- _Text excerpt_:
--- Start ---

A very nice compilation of the traditional tale. I had seem much of this before, but did not remember it all. Thanks.


Some thoughts on this:


In the Millennium, He will also receive the gifts of gold and frankincense;" but no myrrh: His death was once and for all.

=================================================
Sounds to me like the Magi were a bit off base with the myrrh, then. Jesus hardly used his myrrh. Maybe they had to go out and buy more myrrh to embalm him, because he really didn't stay dead for long, and probably not even long enough to stink. (Does a deceased perfect and divine being stink? That is one to ponder). There is no mention in the Gospel about Jesus or Mary saying, "wait, don't go out and buy any myrrh: we have some top-quality, Grade-A Myrrh from some Persians that dropped by a long time ago.

There is no mention of what Joseph, Mary and Jesus did with the gold or the Frankincense, either. WE have a lot of Biblical scholars roaming about, but they don;['t seem to care about this.

--- End ---

- _Tasks to perform_:
1) In the comment about the Magi's gifts, which gifts will He receive in the Millennium?
2) Using the comment about the Magi's gifts, explain why it says the Magi were a bit off base with the myrrh.
The listing after this comment about the Magi's gifts is separate material.

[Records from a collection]
--- Start ---

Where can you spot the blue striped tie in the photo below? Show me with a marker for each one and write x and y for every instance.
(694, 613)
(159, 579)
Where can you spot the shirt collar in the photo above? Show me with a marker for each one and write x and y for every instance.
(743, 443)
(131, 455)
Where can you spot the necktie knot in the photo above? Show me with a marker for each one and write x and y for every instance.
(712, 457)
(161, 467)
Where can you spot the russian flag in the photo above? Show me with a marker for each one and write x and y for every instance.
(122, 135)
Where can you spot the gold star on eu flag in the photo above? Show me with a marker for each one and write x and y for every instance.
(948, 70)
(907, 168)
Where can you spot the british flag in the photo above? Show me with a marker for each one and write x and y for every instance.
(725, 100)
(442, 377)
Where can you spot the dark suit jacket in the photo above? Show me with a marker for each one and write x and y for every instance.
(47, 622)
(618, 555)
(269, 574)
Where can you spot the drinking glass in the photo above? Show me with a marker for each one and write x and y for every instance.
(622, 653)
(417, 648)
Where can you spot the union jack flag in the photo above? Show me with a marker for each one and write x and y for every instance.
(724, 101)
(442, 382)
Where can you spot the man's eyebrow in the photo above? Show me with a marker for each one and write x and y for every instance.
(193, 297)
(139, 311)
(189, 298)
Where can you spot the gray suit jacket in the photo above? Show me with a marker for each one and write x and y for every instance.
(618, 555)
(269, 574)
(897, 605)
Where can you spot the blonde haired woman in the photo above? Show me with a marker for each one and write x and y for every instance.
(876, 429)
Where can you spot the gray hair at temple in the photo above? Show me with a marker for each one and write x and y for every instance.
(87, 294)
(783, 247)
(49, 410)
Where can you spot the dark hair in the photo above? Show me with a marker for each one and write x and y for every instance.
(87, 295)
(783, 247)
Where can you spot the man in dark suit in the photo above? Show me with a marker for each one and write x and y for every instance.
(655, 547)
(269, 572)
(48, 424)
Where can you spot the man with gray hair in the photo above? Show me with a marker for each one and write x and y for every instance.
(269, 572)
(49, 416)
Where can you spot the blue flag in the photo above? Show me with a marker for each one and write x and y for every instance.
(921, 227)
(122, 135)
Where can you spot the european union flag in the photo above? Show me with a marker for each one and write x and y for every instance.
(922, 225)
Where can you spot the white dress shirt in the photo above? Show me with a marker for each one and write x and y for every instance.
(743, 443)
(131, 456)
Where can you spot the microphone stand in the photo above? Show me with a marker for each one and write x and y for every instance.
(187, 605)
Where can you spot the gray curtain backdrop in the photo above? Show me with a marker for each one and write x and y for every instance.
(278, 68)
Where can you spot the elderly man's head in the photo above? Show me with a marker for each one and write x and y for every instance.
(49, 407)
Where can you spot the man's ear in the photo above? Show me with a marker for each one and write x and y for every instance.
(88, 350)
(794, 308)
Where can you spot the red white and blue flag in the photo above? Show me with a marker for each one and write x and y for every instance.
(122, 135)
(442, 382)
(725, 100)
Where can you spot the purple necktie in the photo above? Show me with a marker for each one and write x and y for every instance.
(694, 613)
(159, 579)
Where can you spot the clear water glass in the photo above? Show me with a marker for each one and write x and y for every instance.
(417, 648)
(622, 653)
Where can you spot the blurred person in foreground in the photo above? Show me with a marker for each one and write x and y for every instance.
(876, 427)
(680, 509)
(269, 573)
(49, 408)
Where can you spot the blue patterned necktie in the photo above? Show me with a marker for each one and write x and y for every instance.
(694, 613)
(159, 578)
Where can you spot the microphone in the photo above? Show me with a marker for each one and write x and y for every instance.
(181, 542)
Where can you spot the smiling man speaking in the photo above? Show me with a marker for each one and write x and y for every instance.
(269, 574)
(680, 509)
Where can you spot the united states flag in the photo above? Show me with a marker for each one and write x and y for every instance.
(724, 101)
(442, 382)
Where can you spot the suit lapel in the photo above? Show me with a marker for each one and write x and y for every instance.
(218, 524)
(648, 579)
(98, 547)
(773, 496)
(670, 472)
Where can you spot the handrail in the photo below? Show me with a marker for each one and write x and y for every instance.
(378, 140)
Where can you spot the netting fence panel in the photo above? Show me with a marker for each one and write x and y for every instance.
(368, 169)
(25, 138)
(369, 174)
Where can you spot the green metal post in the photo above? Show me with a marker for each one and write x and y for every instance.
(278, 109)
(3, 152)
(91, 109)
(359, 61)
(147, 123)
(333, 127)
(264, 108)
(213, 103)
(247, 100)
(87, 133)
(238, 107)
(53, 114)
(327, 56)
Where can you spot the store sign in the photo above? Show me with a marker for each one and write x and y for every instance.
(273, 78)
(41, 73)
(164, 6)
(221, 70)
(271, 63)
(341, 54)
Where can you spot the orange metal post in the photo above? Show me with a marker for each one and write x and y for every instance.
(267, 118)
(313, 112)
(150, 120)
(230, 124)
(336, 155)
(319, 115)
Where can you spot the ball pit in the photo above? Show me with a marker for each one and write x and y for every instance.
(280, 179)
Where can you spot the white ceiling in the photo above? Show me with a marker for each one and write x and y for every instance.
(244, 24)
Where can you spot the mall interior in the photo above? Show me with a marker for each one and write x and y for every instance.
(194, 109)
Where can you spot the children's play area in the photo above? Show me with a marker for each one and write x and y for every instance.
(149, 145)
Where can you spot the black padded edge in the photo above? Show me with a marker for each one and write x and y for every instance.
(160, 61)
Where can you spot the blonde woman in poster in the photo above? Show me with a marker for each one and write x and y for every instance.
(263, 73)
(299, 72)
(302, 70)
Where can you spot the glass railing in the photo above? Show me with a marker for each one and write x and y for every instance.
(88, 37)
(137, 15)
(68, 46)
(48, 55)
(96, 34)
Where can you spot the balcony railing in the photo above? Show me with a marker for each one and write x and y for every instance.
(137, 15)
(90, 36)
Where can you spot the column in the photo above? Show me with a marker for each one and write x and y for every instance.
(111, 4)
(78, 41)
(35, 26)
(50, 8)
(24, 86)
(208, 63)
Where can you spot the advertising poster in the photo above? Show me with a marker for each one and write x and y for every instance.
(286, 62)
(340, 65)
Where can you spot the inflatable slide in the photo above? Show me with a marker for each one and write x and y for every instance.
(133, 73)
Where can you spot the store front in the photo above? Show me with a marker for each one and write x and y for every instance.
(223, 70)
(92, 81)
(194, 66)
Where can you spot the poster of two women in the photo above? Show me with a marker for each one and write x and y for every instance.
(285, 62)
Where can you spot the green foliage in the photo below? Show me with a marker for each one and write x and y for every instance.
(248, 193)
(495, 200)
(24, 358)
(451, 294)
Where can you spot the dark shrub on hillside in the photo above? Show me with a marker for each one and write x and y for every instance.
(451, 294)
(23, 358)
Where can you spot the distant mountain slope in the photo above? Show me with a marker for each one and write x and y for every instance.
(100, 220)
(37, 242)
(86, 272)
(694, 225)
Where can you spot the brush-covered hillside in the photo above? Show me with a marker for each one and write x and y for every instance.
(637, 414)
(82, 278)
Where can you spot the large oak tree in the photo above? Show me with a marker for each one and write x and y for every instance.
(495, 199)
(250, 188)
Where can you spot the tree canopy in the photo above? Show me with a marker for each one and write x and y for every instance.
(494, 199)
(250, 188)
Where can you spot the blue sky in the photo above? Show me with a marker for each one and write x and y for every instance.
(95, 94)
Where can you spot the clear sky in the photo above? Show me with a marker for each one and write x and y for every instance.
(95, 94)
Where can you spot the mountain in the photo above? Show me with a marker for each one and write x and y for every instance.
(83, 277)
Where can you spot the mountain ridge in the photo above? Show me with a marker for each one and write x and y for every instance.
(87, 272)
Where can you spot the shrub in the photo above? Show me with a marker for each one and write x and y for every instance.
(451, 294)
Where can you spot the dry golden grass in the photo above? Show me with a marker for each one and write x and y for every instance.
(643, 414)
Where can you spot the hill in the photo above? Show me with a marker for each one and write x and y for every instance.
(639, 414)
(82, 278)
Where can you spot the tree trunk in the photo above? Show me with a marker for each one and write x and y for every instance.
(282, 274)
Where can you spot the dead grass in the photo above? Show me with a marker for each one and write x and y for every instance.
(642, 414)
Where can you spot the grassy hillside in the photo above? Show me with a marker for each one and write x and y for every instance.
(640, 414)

--- End ---

- _Answers to the problems_:
1) Gold and frankincense, but no myrrh.

2) Jesus hardly used his myrrh. He didn't stay dead for long, probably not even long enough to stink.